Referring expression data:
┌────────
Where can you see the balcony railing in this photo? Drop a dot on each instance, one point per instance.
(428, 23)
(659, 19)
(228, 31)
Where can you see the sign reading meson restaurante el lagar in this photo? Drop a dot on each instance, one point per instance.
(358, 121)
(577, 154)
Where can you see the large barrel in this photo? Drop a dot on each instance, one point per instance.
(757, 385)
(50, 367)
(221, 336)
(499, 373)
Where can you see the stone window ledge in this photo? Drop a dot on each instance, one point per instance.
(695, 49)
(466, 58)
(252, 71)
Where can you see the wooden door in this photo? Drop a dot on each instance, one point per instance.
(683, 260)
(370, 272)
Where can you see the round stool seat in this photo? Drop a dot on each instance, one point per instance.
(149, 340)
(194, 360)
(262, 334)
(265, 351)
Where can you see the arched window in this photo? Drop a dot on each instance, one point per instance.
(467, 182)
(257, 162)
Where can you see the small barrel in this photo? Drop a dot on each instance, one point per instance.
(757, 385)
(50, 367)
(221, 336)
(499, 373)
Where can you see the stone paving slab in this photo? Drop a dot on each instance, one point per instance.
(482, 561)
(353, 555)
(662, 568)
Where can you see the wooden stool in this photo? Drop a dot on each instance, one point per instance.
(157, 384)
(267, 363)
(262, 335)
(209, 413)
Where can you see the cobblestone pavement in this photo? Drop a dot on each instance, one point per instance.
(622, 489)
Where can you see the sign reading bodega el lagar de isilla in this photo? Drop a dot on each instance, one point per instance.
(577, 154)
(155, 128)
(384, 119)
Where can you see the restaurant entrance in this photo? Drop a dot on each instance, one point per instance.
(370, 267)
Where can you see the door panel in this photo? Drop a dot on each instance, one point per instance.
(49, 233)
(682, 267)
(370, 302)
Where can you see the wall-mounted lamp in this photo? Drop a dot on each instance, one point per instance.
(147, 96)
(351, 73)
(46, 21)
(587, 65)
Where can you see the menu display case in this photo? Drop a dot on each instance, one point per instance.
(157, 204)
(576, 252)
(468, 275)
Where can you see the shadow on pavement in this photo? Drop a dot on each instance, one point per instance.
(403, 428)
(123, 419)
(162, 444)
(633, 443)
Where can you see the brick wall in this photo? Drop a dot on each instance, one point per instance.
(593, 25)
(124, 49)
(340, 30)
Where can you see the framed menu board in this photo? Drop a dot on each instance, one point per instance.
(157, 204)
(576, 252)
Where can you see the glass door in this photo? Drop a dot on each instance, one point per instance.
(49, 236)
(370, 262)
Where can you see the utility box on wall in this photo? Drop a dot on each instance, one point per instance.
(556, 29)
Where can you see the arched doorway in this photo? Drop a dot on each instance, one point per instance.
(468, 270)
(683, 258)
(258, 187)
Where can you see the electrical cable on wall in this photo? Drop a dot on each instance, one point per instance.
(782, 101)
└────────
Activity:
Once you have read the records, repeat them all exactly.

Solution to this exercise:
Where can you see the balcony railing in this photo? Drop a dot on each instance, one point per instance.
(428, 23)
(659, 19)
(228, 31)
Where can you see the sign reading meson restaurante el lagar in this photo? Drop a dot on each instance, one point per instance.
(358, 121)
(577, 154)
Where can you see the large barrel in this photo? Drop a dot on each instance, one point per instance.
(757, 385)
(50, 367)
(221, 336)
(499, 373)
Where can you see the stone window ledge in this photo? Drop a dot on each instance, one point per instance.
(695, 49)
(466, 58)
(252, 71)
Where can you see the wooden door in this photo? Drop a dot on each instance, one point per instance.
(683, 260)
(370, 272)
Where can you see the round stool seat in this photo? Drop a dot on each instance, one point per instance.
(149, 340)
(194, 360)
(262, 334)
(265, 351)
Where can you see the arched window in this photo? Drop a dot on each instance, one point per instance.
(467, 182)
(257, 162)
Where can you see the small barrel in this photo? Drop a dot on each instance, one point per instance.
(757, 385)
(50, 367)
(221, 336)
(499, 373)
Where can you see the stone paving slab in this photo? Drop a dot on each instance, one point per instance.
(482, 561)
(353, 555)
(662, 568)
Where can you see the wooden stool in this photo? Drop a dot on each instance, one point per instance.
(157, 384)
(267, 363)
(262, 335)
(209, 413)
Where can you see the cobblestone pavement in this photo? Drop a dot on each instance, one point per instance.
(622, 489)
Where can you see the sign reading bodega el lagar de isilla in this photo? Drop a dot on each instance, one point per instance.
(577, 154)
(155, 128)
(384, 119)
Where can you see the restaurant entrance in this photo? Drop a dot on each instance, one point per instance.
(370, 267)
Where can you see the door panel in this photo? Drop a dot on each instance, one point per instance.
(49, 233)
(682, 267)
(370, 302)
Where can you see the wall-mounted lamp in this photo? Drop a dot on each instance, one point per instance.
(147, 96)
(351, 73)
(46, 21)
(587, 65)
Where can you see the menu display case in this photo? Drop a dot on each instance, one point per instance.
(157, 204)
(576, 252)
(468, 275)
Where can you see the shadow on pavement in this photo? Drop a dot on each instance, one point per instance.
(403, 428)
(123, 419)
(162, 444)
(633, 443)
Where can you see the brick wall in this photo? Drop a dot on each instance, one point per instance.
(593, 25)
(124, 49)
(340, 30)
Where can you see the framed menu board in this photo? Drop a dot on each instance, one point per instance.
(157, 204)
(576, 252)
Where can you see the glass door in this photo? Drop a dot on each instance, one point per instance.
(49, 236)
(370, 262)
Where can you see the utility box on wall in this photo? Drop a dot on each instance, one point per instance.
(556, 29)
Where can you see the arched doorway in this photo? Drop a dot on each instance, one point per instance.
(468, 270)
(683, 258)
(258, 187)
Where can you see the electrical cable on wall in this photo? Drop a dot on each instance, one point per instance.
(782, 101)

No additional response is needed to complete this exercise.